• [Exercices]:
• a. D'après l'extrait sur Hulda, combien d'opéras inédits de compositeurs français l'éditeur Choudens a-t-il en portefeuille ?
• b. Citez l'extrait sur Hulda, tout ce qui va de « Parler des tribulations » jusqu'à « à l’honneur d’ensemencer. ».

• [Texte proposé]:
───

Théâtre du Casino : première représentation de Hulda, opéra en quatre actes et un épilogue, d’après une légende Scandinave de Bjœrnstjerne Bjœrnson, par M. Charles Grandmougin, musique de César Franck.

Parler des tribulations des compositeurs français, obligés d’aller porter leurs œuvres à l’étranger, est devenu un lieu commun : c’est une triste histoire que nous avons souvent racontée, et que nous aurons à redire encore, car nos scènes lyriques sont insuffisantes pour la production nationale, et les directeurs parisiens se contentent aujourd’hui de recueillir la moisson des autres, sans tenir à l’honneur d’ensemencer.

César Franck, un des plus grands maîtres qu’ait produits l’art moderne, n’avait pu arriver de son vivant à la scène ; quel hasard l’y amène aujourd’hui ? C’est une légende qu’il faut raconter.

M. Gunsbourg, directeur du théâtre de Monte-Carlo, voulait donner cet hiver un ouvrage nouveau, ainsi qu’il le fait tous les ans. Il alla trouver l’éditeur Choudens, qui a en portefeuille vingt opéras inédits de compositeurs français. Le nom de César Franck fut prononcé : la partition d’Hulda fut exhumée. M. Gunsbourg emporta le manuscrit et se fit jouer l’œuvre... jusqu’à ce qu’il la sût par cœur. Il l’admirait chaque jour davantage, mais, craignant les illusions de l’homme qui vient de faire une découverte, il voulut avoir un avis sûr.

───

• [Données fournies]:
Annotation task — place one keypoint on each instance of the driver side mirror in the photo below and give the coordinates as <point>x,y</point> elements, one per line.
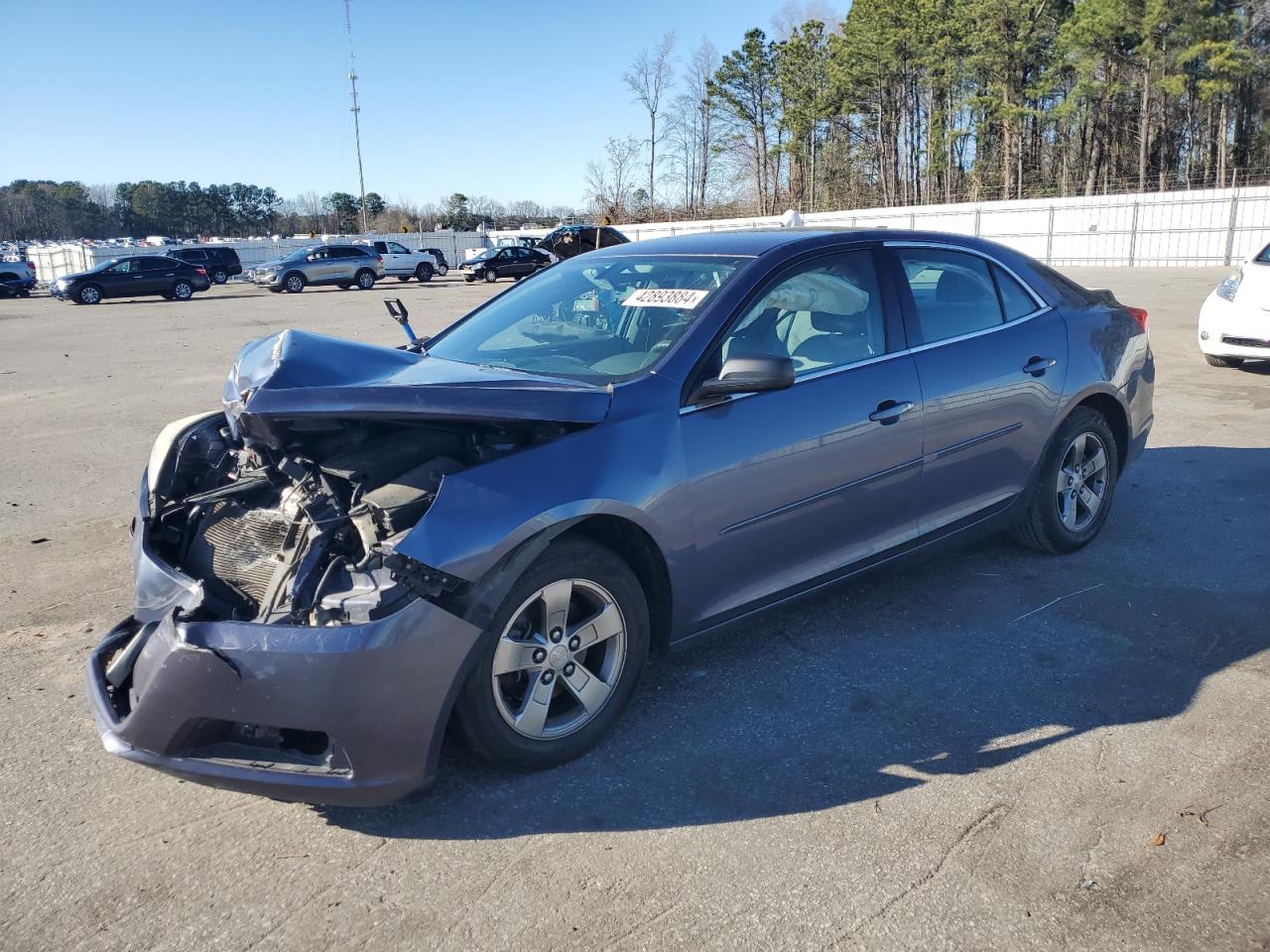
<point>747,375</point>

───

• [Corrigés]:
• a. Vingt.

• b.
Parler des tribulations des compositeurs français, obligés d’aller porter leurs œuvres à l’étranger, est devenu un lieu commun : c’est une triste histoire que nous avons souvent racontée, et que nous aurons à redire encore, car nos scènes lyriques sont insuffisantes pour la production nationale, et les directeurs parisiens se contentent aujourd’hui de recueillir la moisson des autres, sans tenir à l’honneur d’ensemencer.